The data =
* * * * *
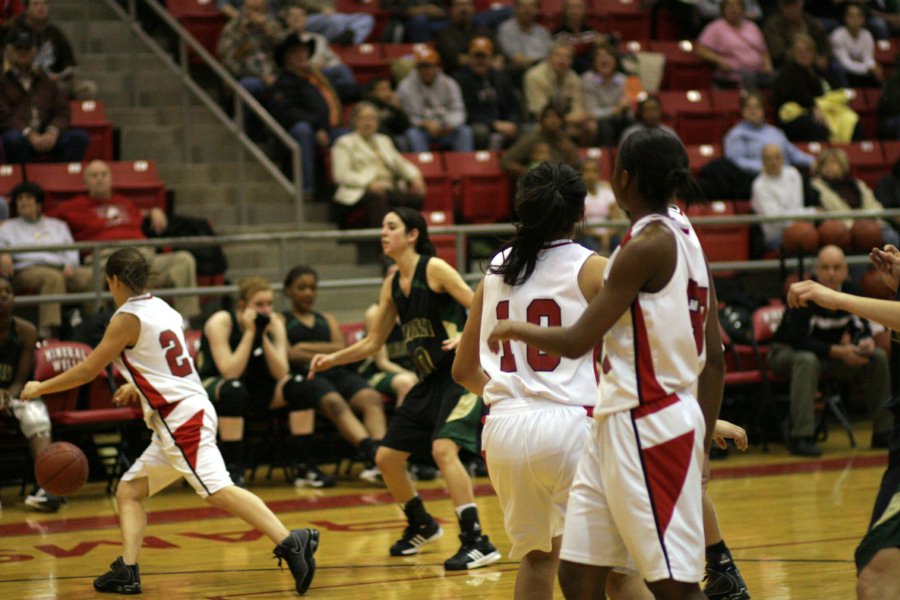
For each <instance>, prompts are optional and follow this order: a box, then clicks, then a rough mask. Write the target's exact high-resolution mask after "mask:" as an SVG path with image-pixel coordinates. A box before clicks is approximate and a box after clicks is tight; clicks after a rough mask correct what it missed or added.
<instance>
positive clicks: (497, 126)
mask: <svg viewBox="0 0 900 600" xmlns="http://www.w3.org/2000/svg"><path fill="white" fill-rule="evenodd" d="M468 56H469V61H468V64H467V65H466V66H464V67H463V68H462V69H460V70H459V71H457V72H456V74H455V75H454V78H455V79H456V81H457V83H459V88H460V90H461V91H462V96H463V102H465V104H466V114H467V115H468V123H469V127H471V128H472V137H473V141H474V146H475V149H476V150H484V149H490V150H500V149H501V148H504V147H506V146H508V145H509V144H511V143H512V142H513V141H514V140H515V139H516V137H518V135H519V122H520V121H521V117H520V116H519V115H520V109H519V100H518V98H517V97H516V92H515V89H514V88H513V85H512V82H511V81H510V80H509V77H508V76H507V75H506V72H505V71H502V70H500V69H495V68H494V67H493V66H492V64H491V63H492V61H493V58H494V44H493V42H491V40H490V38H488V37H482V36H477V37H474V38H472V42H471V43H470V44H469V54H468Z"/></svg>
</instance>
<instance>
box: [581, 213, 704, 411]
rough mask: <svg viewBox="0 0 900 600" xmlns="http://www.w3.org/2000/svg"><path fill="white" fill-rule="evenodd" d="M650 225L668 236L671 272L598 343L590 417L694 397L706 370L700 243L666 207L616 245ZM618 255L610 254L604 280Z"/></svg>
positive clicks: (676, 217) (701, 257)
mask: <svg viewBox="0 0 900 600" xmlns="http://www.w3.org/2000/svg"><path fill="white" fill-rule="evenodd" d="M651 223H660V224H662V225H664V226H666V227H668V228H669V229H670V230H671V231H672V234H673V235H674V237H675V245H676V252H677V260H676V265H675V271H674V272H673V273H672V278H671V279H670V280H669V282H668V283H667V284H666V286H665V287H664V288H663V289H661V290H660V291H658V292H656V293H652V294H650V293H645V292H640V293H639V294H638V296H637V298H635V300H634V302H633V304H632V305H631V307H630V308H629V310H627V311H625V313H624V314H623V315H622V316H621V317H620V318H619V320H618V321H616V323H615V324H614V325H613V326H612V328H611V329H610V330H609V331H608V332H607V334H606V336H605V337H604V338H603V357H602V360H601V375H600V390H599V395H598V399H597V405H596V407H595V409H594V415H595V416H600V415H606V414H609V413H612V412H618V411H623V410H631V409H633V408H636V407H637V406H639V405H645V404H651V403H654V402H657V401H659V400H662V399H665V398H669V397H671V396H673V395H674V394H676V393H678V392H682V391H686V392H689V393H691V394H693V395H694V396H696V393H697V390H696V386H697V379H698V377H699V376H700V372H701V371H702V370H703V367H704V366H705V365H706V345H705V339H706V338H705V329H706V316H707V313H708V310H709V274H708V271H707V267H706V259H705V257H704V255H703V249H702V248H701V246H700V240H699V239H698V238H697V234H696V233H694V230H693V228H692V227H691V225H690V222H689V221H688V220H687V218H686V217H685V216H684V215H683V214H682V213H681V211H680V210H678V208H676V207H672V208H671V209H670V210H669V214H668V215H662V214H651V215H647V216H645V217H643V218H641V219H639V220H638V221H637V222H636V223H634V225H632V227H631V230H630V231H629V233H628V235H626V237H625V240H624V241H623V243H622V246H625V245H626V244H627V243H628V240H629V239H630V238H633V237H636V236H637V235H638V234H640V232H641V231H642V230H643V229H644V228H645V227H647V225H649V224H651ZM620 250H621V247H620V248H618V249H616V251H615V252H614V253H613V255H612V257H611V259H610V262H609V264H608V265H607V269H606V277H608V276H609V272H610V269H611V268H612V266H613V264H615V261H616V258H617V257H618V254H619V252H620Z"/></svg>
* * * * *
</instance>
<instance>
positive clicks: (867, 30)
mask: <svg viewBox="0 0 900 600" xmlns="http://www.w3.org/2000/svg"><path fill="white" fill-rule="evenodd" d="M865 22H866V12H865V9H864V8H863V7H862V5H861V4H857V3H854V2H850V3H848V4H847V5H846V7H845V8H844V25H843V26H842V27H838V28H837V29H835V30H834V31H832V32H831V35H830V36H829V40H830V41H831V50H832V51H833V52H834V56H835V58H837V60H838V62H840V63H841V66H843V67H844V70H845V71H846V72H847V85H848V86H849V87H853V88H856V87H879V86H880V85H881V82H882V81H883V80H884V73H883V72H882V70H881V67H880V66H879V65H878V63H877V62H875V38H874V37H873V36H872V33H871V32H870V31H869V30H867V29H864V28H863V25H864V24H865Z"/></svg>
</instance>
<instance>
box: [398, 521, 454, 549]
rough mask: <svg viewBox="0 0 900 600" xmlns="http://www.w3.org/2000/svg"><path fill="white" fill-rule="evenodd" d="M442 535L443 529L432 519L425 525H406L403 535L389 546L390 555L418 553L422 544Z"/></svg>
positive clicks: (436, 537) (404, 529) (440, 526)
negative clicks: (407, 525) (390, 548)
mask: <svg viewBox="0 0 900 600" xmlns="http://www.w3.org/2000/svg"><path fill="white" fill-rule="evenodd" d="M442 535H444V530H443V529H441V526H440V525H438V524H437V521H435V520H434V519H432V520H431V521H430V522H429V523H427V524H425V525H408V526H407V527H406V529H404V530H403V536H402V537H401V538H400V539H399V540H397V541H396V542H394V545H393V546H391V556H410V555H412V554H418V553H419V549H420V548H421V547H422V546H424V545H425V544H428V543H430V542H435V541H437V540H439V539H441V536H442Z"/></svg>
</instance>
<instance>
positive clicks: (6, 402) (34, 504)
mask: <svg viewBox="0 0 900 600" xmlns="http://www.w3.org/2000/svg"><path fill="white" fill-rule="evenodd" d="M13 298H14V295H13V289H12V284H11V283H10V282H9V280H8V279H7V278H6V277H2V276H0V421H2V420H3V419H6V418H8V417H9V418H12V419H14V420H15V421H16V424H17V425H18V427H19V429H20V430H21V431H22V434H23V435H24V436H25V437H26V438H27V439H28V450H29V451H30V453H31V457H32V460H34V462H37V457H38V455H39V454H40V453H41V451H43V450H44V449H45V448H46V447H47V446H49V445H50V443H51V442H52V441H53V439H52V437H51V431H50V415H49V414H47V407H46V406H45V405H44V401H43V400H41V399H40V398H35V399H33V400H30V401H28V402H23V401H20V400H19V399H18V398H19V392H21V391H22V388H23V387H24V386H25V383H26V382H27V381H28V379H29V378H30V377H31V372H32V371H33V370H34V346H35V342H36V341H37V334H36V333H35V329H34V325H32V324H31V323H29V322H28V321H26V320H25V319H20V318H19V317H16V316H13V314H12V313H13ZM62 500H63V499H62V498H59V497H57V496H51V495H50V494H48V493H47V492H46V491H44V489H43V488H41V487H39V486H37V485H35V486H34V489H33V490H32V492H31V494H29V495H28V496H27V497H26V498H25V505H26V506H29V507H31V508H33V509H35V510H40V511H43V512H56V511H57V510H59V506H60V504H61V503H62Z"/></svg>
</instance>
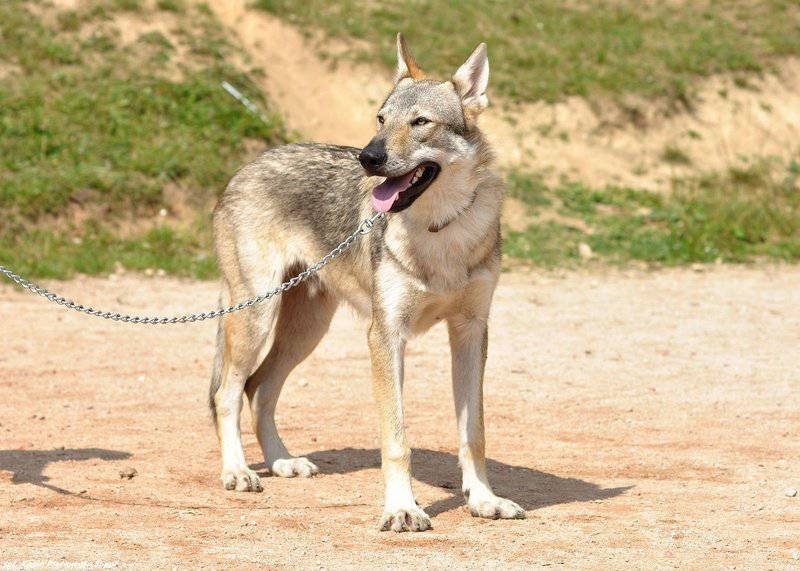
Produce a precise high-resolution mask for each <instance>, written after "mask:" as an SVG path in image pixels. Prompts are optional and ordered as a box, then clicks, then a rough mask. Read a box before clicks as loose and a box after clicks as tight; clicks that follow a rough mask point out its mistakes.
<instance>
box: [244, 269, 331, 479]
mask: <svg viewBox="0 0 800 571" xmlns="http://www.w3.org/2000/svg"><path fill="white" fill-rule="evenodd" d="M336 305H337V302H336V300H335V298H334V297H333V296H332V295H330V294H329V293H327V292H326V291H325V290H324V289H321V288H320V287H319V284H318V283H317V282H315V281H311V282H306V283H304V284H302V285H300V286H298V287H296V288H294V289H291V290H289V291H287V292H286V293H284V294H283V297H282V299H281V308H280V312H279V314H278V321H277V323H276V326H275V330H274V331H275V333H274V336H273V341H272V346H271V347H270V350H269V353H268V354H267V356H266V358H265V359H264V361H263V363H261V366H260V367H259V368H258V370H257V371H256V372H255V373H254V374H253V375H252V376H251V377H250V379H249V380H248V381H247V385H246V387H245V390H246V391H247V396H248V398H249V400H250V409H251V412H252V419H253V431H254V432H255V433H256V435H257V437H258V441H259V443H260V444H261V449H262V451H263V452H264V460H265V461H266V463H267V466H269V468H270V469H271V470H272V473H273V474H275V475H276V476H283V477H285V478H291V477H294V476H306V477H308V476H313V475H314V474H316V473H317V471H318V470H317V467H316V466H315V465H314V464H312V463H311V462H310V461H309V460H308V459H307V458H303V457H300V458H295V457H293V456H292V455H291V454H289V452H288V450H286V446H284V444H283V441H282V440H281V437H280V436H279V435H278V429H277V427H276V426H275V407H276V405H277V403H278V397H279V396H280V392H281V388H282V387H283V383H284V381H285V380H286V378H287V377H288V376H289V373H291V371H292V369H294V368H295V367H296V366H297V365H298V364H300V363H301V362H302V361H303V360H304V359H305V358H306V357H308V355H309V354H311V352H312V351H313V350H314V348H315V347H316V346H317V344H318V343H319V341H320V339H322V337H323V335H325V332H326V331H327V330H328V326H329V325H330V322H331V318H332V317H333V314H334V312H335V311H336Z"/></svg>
* * * * *
Work to be completed =
Write out every line from the entries where "each" appears.

Solution for this task =
For each <instance>, prompts are optional and follow this order: a box, then clicks, then a rough mask. Write the target's exact high-resolution mask after "mask:" as an SVG path with image-pixel coordinates. A box before clicks is approximate and a box after clicks is tight; clicks after a rough mask correct what it missed or added.
Produce a precise high-resolution mask for each <instance>, written after "mask:" as an SVG path in image pixels. Prompts are optional and ordered as a box, then clicks, then a rough mask. Read a box before clicks as loose and a box after clicks as tight; clicks that follow a rough mask point out its mistakes.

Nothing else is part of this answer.